[START Extract provided]

October 01, 2003

N2H2 "State Secrets" - censored censorware report and why - part 3

I never described why I called this recent series "State Secrets". That's a reference to an old joke about dictatorships:

Another joke is about a student marching down the Avenue of Eternal Peace with a banner saying "Li Peng is a pig"
The student is arrested, tried and sentenced to 20 years.
He complains that illegal protests carry a maximum sentence of five years.
"Yes," replies the judge. "Five years for an illegal protest and 15 for revealing state secrets."

http://www.dcs.shef.ac.uk/~yorick/com334/documents/a1f.txt

That joke really sums it up - for revealing N2H2's censorware blacklist is a pig, I might get a minor penalty for one issue, but 15 years (of litigation) over revealing their state, err, trade secrets.

When I first circumvented the encryption of N2H2's blacklist, I was amazed at how much of it was junk and duplications and obvious errors. Just full of garbage. Logically, what do they care? Who is looking?! They have an incentive to add as much as possible, for PR puffery (a blacklist zillions long). It was very evident that there were silly keywords being used to blacklist sites.

I wanted to publish these results to coincide with the District Court CIPA trial. But during the expert-witness testimony of the trial, N2H2 went into court with extraordinary legal aggressiveness, to attempt to prevent the court experts from testifying in public about its blacklist (on "trade secret" grounds):

"They say that certain things we talk about them having blocked will show the nature of their software, ..."

(note small world, that quote is from Declan McCullagh's (sigh ...) coverage of the trial)

At roughly the same time (actually a little before, but adding to the legal risk), Michael Sims, the Slashdot "editor" who had domain-hijacked Censorware Project's website, broke trust that had, in earlier times, been placed in him by Censorware Project's main lawyer (James Tyre). As part of the process of obtaining nominations for me for the EFF Pioneer Award, James Tyre had written (with my full consent) a detailed message to Censorware Project members cataloging every censorware decryption I'd done up to that time - names, dates, methods used. This was sensitive legal information, more so for coming from such an unimpeachable source.

[END Extract provided]
[START Stored data]

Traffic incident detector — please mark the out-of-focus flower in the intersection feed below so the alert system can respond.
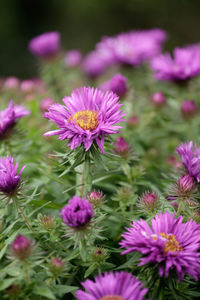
[60,196,93,229]
[114,136,130,158]
[87,191,104,208]
[0,100,30,139]
[181,100,197,118]
[99,73,127,97]
[151,47,200,82]
[40,98,55,112]
[64,50,82,68]
[44,87,125,153]
[0,155,26,196]
[76,271,148,300]
[3,76,20,90]
[151,92,166,107]
[120,212,200,281]
[176,141,200,182]
[20,79,36,94]
[11,235,32,260]
[29,31,60,59]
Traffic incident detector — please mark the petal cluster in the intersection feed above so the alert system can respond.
[151,46,200,81]
[76,271,147,300]
[0,100,30,139]
[0,156,25,194]
[44,87,125,153]
[29,31,60,58]
[120,212,200,281]
[176,141,200,182]
[60,196,93,228]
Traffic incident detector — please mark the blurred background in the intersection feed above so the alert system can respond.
[0,0,200,78]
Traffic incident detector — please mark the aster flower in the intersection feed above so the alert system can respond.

[END Stored data]

Set of tasks:
a) In the post about N2H2's blacklist, on what grounds did N2H2 try to keep the court experts from testifying in public about its blacklist?
b) From the N2H2 post, return the part that opens with the words containing "He complains that" and closes with "to blacklist sites.".
c) Extend the post about N2H2's censorware blacklist onward from its final sentence.

Responses:
a) On trade secret grounds.

b)
He complains that illegal protests carry a maximum sentence of five years.
"Yes," replies the judge. "Five years for an illegal protest and 15 for revealing state secrets."

http://www.dcs.shef.ac.uk/~yorick/com334/documents/a1f.txt

That joke really sums it up - for revealing N2H2's censorware blacklist is a pig, I might get a minor penalty for one issue, but 15 years (of litigation) over revealing their state, err, trade secrets.

When I first circumvented the encryption of N2H2's blacklist, I was amazed at how much of it was junk and duplications and obvious errors. Just full of garbage. Logically, what do they care? Who is looking?! They have an incentive to add as much as possible, for PR puffery (a blacklist zillions long). It was very evident that there were silly keywords being used to blacklist sites.

c)
Michael Sims publicized this confidential message to the world, including every censorware company which might want to sue me, just when N2H2 was doing its attempts to suppress public testimony (privately, it's a great message, later I put it on my site with others - but there's a time and a place for everything!). If N2H2 was willing to take such legal action involving court experts serving as witnesses in a Federal trial, the risk for a mere programmer in publishing more detailed and revealing work (even a civil-liberties award-winning programmer) was terrifying. The betrayal of confidence was an incredibility vicious and vile action.

The import of this trust-breach is often lost in various smoke-blowing. (for example, Michael Sims was particularly upset that James Tyre hadn't trusted him with the sensitive information from the start, ironically showing by his dishonorable actions why that lack of trust was thoroughly justified). People tend to get focused on the name-calling. But it was putting legally sensitive information in censorware company hands, while aggressive legal action was underway, which was most destructive.

I made a decision then: I'm not going to publish this work. The legal risk is too high. I don't have the support I need. At best I'll get smeared, at worst I'll get sued.

Remember, Slashdot continues to _de facto_ support Michael Sims, in terms of pay, reputation, and press-power. It matters. This is why I have to quit.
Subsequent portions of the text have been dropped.